Written exercise:
Copy all the records below with every "Show me with a point for each instance" replaced by "Mark each one with a single point" and nothing else changed. Leave the pictures out.

Extracted records:
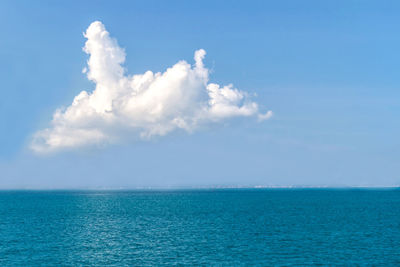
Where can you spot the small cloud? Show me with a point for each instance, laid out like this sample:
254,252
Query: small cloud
145,105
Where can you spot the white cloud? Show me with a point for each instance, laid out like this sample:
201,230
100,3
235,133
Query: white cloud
145,105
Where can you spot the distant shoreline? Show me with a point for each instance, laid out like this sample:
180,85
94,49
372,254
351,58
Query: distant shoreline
205,188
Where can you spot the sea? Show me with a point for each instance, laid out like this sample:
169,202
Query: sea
208,227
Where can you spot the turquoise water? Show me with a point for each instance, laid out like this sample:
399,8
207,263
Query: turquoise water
208,227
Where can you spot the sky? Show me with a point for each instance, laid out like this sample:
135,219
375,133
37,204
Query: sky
164,94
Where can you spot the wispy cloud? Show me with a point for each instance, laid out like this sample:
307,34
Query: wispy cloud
145,105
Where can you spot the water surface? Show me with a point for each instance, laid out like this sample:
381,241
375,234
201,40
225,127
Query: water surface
209,227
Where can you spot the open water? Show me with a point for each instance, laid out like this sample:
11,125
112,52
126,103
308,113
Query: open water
279,227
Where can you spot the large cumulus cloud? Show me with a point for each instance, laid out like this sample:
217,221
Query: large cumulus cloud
144,105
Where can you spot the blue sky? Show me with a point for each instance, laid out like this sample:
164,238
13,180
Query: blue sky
327,69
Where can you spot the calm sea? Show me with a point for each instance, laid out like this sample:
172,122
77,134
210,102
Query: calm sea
206,227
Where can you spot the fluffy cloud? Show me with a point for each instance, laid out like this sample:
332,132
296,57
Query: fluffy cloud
143,105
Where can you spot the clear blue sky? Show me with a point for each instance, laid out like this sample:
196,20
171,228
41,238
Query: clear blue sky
329,70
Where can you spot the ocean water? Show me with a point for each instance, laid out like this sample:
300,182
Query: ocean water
200,227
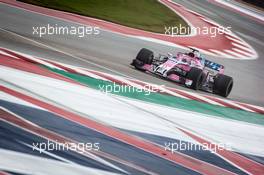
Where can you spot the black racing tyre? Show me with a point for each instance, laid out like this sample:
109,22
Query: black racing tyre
223,85
196,75
145,55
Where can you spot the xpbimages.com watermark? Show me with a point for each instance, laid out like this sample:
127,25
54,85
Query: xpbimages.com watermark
188,146
183,30
117,88
67,146
79,31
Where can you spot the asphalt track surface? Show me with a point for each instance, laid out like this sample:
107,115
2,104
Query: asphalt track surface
110,52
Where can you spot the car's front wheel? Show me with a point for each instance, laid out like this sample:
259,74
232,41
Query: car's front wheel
223,85
196,75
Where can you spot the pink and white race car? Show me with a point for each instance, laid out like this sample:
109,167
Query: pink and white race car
189,69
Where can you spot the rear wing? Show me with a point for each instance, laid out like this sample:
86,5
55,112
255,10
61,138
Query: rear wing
214,66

Solution to this task:
Where can you spot the small cloud? Mark each one with a single point, laid out like this sample:
254,252
Query: small cloud
145,105
Where can you spot the white cloud? Mark each one with a single point, laid out like this sample:
201,230
100,3
235,133
Query: white cloud
145,105
Where can you spot the distant shoreline? Mark each one with a single point, laid out like this sample:
180,85
94,49
372,254
351,58
Query: distant shoreline
205,188
Where can you spot the sea? Mark each one with a single point, laid out like this sample:
169,202
Query: sea
208,227
Where can you spot the turquoise water? Mark each one with a single point, laid out like this sample:
399,8
207,263
Query: turquoise water
208,227
Where can you spot the sky? Mark each one with a single point, laid out like this sample:
135,219
375,133
37,204
Query: sky
164,94
Where can you spot the wispy cloud? Mark each one with a single point, laid out like this sample:
307,34
Query: wispy cloud
145,105
Where can you spot the water surface? Mark each one with a single point, laid out like this sample:
381,241
375,234
201,40
225,127
Query: water surface
209,227
Where can you spot the open water? Mark each one with a single point, laid out like this sample:
11,125
112,52
126,103
308,113
Query: open water
279,227
Where can you spot the large cumulus cloud? Mark each one with a single point, laid out like this sample:
217,221
Query: large cumulus cloud
144,105
Where can you spot the blue sky? Mark each one with a single point, laid out like this sample:
164,238
13,180
Query: blue sky
327,69
Where can you spot the calm sea? Mark each one with a single point, laid out like this sample:
172,122
77,134
210,102
Query: calm sea
206,227
Where can you spot the fluffy cloud? Mark each one with a single point, laid out like this sample:
332,132
296,57
Query: fluffy cloud
143,105
Where can you spot the clear blue sky? Mark each one with a single point, laid out like this sample:
196,20
171,228
41,238
Query: clear blue sky
329,70
Where can you spot the ocean water? Mark each one with a single point, laid out like this sample:
300,182
Query: ocean water
200,227
Where can you spot the black racing tyre? Mark each one with a single point, laid out like this sample:
109,22
Query: black racing tyre
223,85
196,75
145,55
Where can you spot the xpbimages.com watermark? Mark each one with a single point, laid out like this sample:
127,25
54,85
Query: xpbimages.com watermark
188,146
183,30
117,88
67,146
79,31
Where can you spot the asphalt track surface? Mark each one with a single point, laid out like this sample:
107,115
2,104
Query: asphalt track surface
110,52
Where can you spot the car's front wheel? Mark each one with a single point, laid out like this sample:
259,74
232,41
Query: car's front wheel
223,85
196,75
Where can you spot the pink and white race car? Mark each one with a single point, laid out like this sample:
109,167
Query: pink and white race car
189,69
Where can you spot the rear wing? Mark each one with a single point, laid out like this sample:
86,5
55,112
255,10
61,138
Query: rear wing
214,66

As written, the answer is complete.